──────── RECORDS SUPPLIED ────────

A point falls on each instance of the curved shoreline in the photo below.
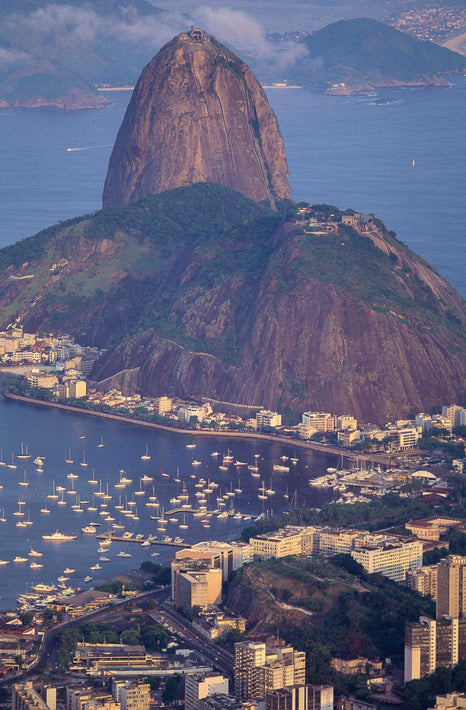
(376, 458)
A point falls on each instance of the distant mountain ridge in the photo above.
(202, 292)
(362, 54)
(53, 54)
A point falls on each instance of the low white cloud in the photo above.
(233, 27)
(247, 35)
(236, 28)
(10, 58)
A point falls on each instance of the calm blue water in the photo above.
(346, 151)
(52, 434)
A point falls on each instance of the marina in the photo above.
(120, 498)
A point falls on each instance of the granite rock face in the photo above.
(197, 114)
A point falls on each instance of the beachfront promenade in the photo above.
(355, 456)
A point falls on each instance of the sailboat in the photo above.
(141, 491)
(24, 482)
(24, 452)
(53, 495)
(45, 510)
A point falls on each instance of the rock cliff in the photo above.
(203, 292)
(197, 114)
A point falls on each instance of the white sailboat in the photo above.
(24, 452)
(146, 456)
(68, 458)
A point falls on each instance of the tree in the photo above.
(170, 691)
(26, 618)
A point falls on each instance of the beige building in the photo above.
(82, 698)
(131, 695)
(199, 588)
(283, 542)
(197, 576)
(221, 550)
(266, 419)
(260, 667)
(433, 528)
(24, 697)
(314, 422)
(451, 587)
(431, 644)
(41, 379)
(450, 701)
(423, 580)
(163, 405)
(78, 388)
(199, 686)
(333, 541)
(387, 555)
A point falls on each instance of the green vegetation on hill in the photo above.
(352, 613)
(389, 511)
(156, 264)
(365, 51)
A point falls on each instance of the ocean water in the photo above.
(352, 152)
(54, 434)
(349, 151)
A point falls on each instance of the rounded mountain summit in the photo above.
(197, 114)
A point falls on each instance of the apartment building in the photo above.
(190, 580)
(450, 701)
(389, 556)
(314, 422)
(451, 587)
(25, 697)
(131, 695)
(82, 698)
(260, 667)
(423, 580)
(281, 543)
(431, 644)
(300, 697)
(266, 419)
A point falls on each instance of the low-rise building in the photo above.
(199, 686)
(450, 701)
(266, 419)
(281, 543)
(388, 555)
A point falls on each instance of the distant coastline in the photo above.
(315, 446)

────────

[YOUR INSTRUCTIONS]
Keep every word of the records and none of the pictures when you print them again.

[ANSWER TO THIS EXERCISE]
A point falls on each instance of the curved shoreline in the photo below.
(376, 458)
A point falls on each instance of the distant mountain ridge in the photo above.
(202, 292)
(362, 54)
(53, 54)
A point falls on each instance of the low white cloud in the photo above.
(233, 27)
(247, 35)
(236, 28)
(10, 58)
A point falls on each instance of the calm blue water in the photo above.
(346, 151)
(52, 434)
A point falls on each instance of the marina in the photo above.
(120, 498)
A point falls on each instance of the granite rock face in the photo above.
(197, 114)
A point falls on each instance of the beachfront promenade in the photo above.
(355, 456)
A point falls on each instance of the sailboat in the photo above.
(141, 491)
(24, 482)
(24, 452)
(53, 495)
(45, 510)
A point falls on each instance of the rock cliff in the photo above.
(203, 292)
(197, 114)
A point falls on each instance of the white sailboat in the photo above.
(24, 452)
(146, 456)
(68, 458)
A point falls on each instance of the tree in the photo above.
(170, 691)
(26, 618)
A point falls on each instance of the beige building in the photo above.
(82, 698)
(131, 695)
(199, 588)
(283, 542)
(197, 576)
(221, 550)
(266, 419)
(260, 667)
(433, 528)
(24, 697)
(314, 422)
(451, 587)
(431, 644)
(41, 379)
(450, 701)
(423, 580)
(163, 405)
(78, 388)
(199, 686)
(333, 541)
(387, 555)
A point falls on each instance of the green vegetation on hill in the photo above.
(352, 613)
(389, 511)
(156, 264)
(365, 51)
A point falls on each instance of the ocean water in the photo above.
(352, 152)
(54, 434)
(349, 151)
A point falls on each instance of the rounded mountain summit in the photo above.
(197, 114)
A point falls on each instance of the apartment building in the photo above.
(190, 580)
(450, 701)
(389, 556)
(314, 422)
(451, 587)
(25, 697)
(131, 695)
(82, 698)
(260, 667)
(423, 580)
(281, 543)
(431, 644)
(300, 697)
(266, 419)
A point falls on each instance of the low-rise building in the photo above.
(199, 686)
(450, 701)
(266, 419)
(281, 543)
(388, 555)
A point falls on each instance of the distant coastline in the photo above.
(315, 446)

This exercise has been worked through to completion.